● Source text

┄┄┄┄┄┄┄┄┄┄

AI in Medicine: Support Tool or Legal Minefield for Physicians?
As artificial intelligence (AI) tools become increasingly prevalent in clinical settings, a new JAMA Health Forum viewpoint cautions that physicians are facing mounting legal and ethical risks with limited support. The article, co-authored by researchers from Johns Hopkins and the University of Texas, highlights how physicians are increasingly held solely accountable for AI-assisted decisions, even when algorithms are flawed or unclear. This “superhumanization” of physicians, the authors argue, intensifies burnout and may increase diagnostic errors, particularly in the absence of clear liability laws or institutional safeguards.

┄┄┄┄┄┄┄┄┄┄

● Task 1
In the article on AI in medicine, which institutions are the viewpoint's co-authors from?
● Task 2
Carry on the article about physicians and AI in medicine from its last sentence.

● Provided material
┄┄┄┄┄┄┄┄┄┄

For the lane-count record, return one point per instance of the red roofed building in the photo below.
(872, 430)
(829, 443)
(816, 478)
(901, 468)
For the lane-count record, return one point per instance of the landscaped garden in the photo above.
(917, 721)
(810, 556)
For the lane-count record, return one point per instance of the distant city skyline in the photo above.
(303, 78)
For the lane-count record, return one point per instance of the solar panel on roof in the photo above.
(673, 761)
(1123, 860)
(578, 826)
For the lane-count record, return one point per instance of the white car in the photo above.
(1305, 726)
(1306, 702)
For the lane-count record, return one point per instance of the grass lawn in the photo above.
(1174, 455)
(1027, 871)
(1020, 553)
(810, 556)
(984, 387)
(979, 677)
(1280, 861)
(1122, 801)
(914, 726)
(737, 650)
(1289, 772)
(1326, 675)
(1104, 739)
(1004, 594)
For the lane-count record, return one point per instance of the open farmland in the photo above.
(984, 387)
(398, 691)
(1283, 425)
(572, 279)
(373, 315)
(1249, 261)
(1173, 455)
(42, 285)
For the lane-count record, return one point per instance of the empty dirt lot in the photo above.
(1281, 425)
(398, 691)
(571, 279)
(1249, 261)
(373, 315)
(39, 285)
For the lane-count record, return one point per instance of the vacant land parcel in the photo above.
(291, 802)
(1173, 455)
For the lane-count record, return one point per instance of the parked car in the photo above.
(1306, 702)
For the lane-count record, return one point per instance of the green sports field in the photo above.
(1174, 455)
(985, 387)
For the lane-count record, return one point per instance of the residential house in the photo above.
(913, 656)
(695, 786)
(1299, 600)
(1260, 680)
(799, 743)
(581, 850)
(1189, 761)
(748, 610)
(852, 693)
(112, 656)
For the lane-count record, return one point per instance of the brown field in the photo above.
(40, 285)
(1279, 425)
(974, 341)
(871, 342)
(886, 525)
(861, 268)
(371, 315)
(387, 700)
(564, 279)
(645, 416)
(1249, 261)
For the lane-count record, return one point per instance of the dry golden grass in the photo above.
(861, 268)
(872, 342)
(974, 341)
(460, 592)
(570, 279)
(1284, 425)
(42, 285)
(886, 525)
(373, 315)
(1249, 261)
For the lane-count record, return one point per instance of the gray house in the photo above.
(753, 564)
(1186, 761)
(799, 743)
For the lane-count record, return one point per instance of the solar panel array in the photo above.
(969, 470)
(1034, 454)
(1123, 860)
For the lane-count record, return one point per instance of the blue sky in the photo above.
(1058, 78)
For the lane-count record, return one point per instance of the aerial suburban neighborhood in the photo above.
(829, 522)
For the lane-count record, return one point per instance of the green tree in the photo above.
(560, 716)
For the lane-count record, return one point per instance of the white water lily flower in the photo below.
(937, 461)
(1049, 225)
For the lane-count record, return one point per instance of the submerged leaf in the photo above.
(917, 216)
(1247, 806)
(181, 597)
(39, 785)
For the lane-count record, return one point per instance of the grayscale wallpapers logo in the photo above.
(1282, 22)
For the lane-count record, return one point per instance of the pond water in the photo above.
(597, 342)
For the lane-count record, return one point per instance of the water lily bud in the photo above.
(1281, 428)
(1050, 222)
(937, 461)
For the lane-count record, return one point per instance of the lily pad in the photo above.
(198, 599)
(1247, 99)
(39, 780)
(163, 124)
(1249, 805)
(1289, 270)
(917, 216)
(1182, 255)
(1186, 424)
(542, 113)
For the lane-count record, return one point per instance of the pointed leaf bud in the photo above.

┄┄┄┄┄┄┄┄┄┄

● Reply 1
Johns Hopkins and the University of Texas.

● Reply 2
The study urges health systems to implement AI training programs, decision-support checklists, and interdisciplinary feedback loops to help clinicians calibrate their trust in algorithmic output. Without such systemic support, the burden of interpreting and justifying AI recommendations remains dangerously one-sided. As New York practices rapidly adopt AI technologies, MSSNY continues to advocate for physician-centered regulations and institutional standards that protect both clinicians and patients.
Calibrating AI Reliance—A Physician’s Superhuman Dilemma (Patil, PhD, Myers PhD, Lu-Myers, MD, MPH, JAMA Health Forum, 4/21).